Jackson didn’t arrive with the swagger of a scene-maker. He arrived with a notebook. As he explained in the rock zine Cheetah, “I’ve written a few good songs…nothing really heavy yet. Though…I think I’m headed that way…”

 

He was quiet, methodical, and observant. And he wrote like someone twice his age.

 

One of his earliest songs — “These Days” —He was just 16 when he wrote it.

 

“I’ve stopped my rambling / I don’t do too much gambling these days.”

 

There’s no posturing in those words. No teenager trying to sound cool. Just someone trying to say something that felt true. Something he couldn’t quite explain — except in a song.

 

The song would eventually become a signature — but not for him, not at first.

 

In 1967, Nico, the German singer and Velvet Underground collaborator, recorded “These Days” for her solo album Chelsea Girl. Jackson was 18 — and he played guitar on the session.

 

That version — her voice, his chords — would become legendary. But Jackson didn’t rush to record it himself.

 

He wasn’t chasing credits. He was still watching. Still listening.

 

He fell in with a fast-growing orbit of Southern California artists: Glenn Frey, J.D. Souther, David Crosby, and a young Linda Ronstadt, who sang backup on some of his early demos. He’d drive out to Topanga Canyon or up to Laurel Canyon and hang around long enough to share a song, learn a chord, maybe crash on a couch. He wasn’t loud. But he was present.

 

By 1967, he’d joined the Nitty Gritty Dirt Band — briefly — before heading to New York to work as a staff songwriter for Elektra Records’ publishing arm. There, he honed his craft even more — writing songs for others, revising endlessly, studying structure. He was 19 years old.

 

It was in New York that he truly started thinking of songwriting as a vocation — something to apprentice to. In an interview in June 2014, Browne explained that he began writing confessional songs because they expressed what he found most valuable in the music he listened to. Even before the singer-songwriter tradition crystallized in L.A., Browne described his attraction folk music through these personal—rather than communal—attributes, describing, “I think the songs have always been very personal to me. At the same, that’s what was happening in the music I listened to, I think. It seemed to me that that’s what people were always [doing].” Browne specifically cited Bob Dylan’s “Ramona” as the type of songwriting he hoped to emulate, explaining that he  was drawn to songs with a level of personal specificity,

If you listen to Bob Dylan’s “Ramona,” this is an incredibly beautiful song to

somebody that is so specific, you know, [quotes] ‘Your cracked country lips to

kiss,’ and the whole discussion of her attitudes of what she was finding in the city.

• Written tasks:
a) Put this sentence from the text about Jackson Browne's early songwriting into Spanish: "He was quiet, methodical, and observant."
b) In the text about Jackson Browne's early songwriting, who recorded "These Days" for the solo album Chelsea Girl?
c) Carry on the text about Jackson Browne's early songwriting from its last sentence.

Bounding-box records:
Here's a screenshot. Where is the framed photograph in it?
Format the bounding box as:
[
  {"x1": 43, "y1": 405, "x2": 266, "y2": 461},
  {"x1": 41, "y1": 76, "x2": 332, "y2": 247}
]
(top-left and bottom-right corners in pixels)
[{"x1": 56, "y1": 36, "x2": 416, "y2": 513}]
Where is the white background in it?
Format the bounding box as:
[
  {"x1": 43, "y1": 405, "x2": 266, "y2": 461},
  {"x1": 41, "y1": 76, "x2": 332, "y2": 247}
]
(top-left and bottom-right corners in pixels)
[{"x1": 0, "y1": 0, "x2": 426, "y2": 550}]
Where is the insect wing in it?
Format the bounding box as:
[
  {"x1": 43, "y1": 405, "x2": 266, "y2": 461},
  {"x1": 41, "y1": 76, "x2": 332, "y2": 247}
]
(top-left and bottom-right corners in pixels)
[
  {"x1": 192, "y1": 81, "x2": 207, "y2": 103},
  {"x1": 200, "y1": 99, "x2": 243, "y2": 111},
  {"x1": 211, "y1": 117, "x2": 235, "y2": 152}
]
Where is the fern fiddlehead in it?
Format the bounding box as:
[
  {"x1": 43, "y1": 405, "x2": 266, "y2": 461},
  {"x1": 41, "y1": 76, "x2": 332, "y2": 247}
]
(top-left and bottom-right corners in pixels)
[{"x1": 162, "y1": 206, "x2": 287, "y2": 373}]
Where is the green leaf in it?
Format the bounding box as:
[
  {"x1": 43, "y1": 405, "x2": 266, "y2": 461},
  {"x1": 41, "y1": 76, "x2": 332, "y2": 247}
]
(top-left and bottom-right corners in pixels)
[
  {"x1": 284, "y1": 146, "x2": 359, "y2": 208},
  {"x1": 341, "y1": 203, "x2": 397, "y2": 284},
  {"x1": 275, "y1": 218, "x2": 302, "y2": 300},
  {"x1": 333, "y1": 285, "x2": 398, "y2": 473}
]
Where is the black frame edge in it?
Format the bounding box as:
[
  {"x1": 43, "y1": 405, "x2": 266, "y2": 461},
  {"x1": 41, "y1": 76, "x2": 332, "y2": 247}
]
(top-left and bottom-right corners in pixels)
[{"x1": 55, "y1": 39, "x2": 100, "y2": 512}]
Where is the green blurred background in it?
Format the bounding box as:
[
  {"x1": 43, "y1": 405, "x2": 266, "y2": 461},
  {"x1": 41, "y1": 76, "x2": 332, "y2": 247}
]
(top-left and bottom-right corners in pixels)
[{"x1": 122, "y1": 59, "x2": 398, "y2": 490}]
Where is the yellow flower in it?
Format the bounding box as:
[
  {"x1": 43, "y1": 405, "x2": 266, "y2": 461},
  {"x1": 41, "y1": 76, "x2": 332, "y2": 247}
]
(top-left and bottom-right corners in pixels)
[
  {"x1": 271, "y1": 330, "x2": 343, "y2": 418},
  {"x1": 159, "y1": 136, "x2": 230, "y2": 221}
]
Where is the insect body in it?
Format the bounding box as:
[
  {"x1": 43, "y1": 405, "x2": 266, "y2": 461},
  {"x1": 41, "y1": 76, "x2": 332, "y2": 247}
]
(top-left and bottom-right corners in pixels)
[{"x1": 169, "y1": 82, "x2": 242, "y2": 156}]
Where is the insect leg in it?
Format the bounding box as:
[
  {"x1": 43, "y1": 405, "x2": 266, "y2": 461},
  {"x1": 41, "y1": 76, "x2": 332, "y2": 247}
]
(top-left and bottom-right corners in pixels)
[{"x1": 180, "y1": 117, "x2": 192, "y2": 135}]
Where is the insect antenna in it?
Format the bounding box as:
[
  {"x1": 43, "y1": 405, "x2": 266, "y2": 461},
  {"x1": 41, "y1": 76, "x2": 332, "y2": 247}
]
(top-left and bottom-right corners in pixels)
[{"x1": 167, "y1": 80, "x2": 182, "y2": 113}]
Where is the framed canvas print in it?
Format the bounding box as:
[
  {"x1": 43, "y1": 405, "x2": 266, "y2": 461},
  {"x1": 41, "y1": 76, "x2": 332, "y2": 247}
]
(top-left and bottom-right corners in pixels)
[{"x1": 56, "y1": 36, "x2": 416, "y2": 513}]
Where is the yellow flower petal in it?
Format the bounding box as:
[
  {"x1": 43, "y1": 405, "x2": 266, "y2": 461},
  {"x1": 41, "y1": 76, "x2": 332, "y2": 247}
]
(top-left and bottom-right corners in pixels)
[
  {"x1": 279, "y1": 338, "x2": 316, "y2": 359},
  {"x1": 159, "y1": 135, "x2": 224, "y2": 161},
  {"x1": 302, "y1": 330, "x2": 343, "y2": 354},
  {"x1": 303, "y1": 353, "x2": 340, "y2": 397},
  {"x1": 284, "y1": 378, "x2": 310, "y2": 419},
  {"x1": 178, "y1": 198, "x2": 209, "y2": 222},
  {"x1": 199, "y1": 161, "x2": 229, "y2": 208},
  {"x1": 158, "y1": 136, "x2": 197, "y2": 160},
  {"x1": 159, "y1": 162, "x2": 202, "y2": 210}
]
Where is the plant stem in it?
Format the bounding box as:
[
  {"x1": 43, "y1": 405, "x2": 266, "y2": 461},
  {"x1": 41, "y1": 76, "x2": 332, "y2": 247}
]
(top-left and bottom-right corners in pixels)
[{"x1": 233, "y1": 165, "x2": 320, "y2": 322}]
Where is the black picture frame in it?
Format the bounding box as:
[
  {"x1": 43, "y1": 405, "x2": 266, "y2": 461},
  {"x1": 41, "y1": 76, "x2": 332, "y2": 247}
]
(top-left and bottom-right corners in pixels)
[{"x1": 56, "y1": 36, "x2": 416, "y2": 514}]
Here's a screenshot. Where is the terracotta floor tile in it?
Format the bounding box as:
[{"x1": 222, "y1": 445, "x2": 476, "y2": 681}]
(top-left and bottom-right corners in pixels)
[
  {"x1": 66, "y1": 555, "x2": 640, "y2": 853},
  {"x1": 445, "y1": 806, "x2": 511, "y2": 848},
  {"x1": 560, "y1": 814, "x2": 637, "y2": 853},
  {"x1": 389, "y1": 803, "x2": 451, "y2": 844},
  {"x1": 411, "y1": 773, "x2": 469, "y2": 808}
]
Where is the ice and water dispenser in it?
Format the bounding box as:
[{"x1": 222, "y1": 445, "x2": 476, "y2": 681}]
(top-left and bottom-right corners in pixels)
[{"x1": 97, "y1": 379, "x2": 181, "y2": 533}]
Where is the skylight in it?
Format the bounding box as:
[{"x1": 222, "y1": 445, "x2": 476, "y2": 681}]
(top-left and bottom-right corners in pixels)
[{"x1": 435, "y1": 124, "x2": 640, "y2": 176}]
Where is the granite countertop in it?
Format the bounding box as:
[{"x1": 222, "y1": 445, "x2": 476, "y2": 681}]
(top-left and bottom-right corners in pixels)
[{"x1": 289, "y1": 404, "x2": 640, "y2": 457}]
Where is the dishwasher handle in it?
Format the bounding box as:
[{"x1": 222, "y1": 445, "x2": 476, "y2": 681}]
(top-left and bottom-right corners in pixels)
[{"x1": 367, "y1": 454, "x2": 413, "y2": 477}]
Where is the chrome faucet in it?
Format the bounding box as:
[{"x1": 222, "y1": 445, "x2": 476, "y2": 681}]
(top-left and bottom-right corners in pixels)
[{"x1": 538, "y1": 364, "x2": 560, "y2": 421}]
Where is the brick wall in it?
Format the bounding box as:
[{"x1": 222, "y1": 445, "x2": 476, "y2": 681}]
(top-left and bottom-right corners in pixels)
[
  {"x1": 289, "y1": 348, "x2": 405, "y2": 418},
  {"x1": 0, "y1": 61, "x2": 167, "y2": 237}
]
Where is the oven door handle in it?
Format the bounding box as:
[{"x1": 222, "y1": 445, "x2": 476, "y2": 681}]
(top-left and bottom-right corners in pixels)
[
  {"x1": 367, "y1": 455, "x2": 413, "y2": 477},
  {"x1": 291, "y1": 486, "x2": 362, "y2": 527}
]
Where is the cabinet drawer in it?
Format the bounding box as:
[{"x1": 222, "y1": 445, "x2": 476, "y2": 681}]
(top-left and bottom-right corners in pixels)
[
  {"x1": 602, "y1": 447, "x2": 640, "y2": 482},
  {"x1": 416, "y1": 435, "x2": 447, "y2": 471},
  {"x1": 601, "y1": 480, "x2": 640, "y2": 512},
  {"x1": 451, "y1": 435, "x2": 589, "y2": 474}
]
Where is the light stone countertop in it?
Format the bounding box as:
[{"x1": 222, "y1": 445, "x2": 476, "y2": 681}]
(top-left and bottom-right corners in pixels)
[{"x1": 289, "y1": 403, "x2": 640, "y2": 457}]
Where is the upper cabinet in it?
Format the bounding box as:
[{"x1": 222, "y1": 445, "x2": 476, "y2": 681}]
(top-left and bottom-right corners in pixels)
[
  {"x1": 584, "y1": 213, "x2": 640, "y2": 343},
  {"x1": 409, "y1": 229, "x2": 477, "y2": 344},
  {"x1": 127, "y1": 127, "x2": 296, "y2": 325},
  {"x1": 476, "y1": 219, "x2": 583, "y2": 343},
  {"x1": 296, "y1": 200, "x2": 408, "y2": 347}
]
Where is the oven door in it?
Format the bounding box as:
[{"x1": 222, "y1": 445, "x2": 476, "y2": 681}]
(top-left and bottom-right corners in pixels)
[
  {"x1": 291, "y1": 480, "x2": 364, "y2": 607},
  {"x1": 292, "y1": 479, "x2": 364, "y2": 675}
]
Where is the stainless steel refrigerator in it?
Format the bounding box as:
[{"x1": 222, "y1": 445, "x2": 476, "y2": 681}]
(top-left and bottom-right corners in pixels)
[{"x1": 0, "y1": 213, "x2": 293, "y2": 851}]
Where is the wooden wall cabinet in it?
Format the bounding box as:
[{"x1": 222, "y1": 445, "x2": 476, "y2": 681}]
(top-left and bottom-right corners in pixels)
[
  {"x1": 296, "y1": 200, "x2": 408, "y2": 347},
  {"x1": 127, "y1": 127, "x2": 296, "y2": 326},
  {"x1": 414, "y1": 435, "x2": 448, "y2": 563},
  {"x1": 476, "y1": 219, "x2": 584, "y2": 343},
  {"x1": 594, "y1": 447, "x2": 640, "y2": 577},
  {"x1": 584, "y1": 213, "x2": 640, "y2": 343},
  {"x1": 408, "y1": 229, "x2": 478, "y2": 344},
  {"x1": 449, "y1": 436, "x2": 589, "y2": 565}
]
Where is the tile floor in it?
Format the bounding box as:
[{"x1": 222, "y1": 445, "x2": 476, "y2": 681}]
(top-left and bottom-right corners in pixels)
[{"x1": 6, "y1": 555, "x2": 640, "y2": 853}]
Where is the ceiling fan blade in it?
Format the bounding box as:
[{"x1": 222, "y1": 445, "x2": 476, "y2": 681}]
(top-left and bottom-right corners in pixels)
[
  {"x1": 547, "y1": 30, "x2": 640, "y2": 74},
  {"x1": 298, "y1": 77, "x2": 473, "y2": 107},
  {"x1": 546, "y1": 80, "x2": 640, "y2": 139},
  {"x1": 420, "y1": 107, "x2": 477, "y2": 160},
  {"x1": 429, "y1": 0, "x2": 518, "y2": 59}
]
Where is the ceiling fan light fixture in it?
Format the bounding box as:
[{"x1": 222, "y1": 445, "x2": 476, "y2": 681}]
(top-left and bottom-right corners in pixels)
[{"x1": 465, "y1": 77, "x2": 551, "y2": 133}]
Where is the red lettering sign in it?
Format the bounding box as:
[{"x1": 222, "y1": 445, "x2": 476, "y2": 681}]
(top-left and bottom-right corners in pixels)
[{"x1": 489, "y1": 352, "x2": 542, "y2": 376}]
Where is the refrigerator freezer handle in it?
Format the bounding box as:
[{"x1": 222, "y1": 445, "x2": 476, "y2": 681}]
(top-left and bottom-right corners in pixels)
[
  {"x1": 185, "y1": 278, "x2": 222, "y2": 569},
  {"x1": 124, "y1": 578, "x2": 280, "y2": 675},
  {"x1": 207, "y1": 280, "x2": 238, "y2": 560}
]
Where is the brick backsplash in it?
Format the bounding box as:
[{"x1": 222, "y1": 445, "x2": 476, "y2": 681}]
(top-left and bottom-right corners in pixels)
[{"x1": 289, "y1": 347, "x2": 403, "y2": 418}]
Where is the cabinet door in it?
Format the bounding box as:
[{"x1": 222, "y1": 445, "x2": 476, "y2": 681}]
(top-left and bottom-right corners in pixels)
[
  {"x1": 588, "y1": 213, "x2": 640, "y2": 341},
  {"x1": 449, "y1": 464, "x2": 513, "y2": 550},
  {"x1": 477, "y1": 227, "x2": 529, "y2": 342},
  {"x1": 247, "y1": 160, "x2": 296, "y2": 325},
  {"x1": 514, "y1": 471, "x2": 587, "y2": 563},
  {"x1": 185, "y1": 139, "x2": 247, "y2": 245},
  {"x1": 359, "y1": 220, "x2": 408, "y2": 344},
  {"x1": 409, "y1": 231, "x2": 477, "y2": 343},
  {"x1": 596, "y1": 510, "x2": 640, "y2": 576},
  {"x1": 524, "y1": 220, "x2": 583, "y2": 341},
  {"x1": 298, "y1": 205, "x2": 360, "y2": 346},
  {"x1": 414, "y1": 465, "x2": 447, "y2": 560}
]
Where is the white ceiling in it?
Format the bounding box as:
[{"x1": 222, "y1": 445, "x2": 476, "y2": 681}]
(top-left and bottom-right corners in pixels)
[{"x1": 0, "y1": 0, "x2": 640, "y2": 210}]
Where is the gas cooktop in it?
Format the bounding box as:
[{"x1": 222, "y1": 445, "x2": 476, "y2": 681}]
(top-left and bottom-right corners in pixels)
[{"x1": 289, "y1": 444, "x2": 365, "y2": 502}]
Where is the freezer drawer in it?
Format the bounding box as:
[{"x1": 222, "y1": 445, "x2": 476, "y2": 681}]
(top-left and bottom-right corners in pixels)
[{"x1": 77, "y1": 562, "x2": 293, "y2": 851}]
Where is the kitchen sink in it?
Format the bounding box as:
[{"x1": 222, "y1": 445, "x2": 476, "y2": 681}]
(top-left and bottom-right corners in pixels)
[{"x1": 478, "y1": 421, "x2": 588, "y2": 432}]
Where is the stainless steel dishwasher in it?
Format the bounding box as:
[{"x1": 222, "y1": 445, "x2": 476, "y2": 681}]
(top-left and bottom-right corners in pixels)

• Written answers:
a) Era callado, metódico y observador.

b) Nico, the German singer and Velvet Underground collaborator.

c)
And I always pictured someone from the civil rights movement because it was

right in that era, and I thought this was a discussion about idealism, but one that

was specific to a particular person. And I thought that was really valuable.

 

Eventually, he came back west. And when he did, he brought with him a quiet arsenal of songs.

 

In 1972, after years of writing for others, Jackson Browne released his debut album.

 

It was self-titled — Jackson Browne — but the cover featured a cracked egg against a desert landscape, with no name at all on the front.

 

Like the songs inside, it wasn’t obvious. It asked you to look closer.

 

That album includes “Doctor My Eyes,” “Song for Adam,” “From Silver Lake,” and — finally — “These Days.”

 

It’s an album about what it means to feel too much, too young. About trying to hold still in a world that keeps changing shape.

 

Critics noticed. So did other songwriters.

 

And so did listeners.

 

They didn’t hear flash or hooks. They heard introspection.

 

They heard someone wrestling with questions he didn’t pretend to have answers to.

 

That voice — steady, unhurried, vulnerable — had arrived.

 

And it wasn’t going anywhere.

 

PART II: THE ASYLUM YEARS (Expanded)

HOST (NARRATION):

 

In the early 1970s, Los Angeles wasn’t just a music city — it was a movement. And at the center of that movement was a label: Asylum Records.

 

Asylum didn’t start as a corporation. It started as an act of belief — in songwriters, in stories, in the idea that music could still mean something without having to shout.

 

And the man behind it — the one making it all happen — was David Geffen.

 

Before he was a mogul, Geffen was a hustler. He didn’t play an instrument. He didn’t write songs. But he had a golden ear and a sharper instinct. And in 1970, when he was still in his late 20s, he set out to build a label for the kinds of artists that major record companies didn’t quite know what to do with — artists who wrote slow songs, long songs, thoughtful songs.

 

He called it Asylum.

 

The first person Geffen signed to a publishing deal — before the label even existed — was a quiet 19-year-old songwriter from Los Angeles named Jackson Browne.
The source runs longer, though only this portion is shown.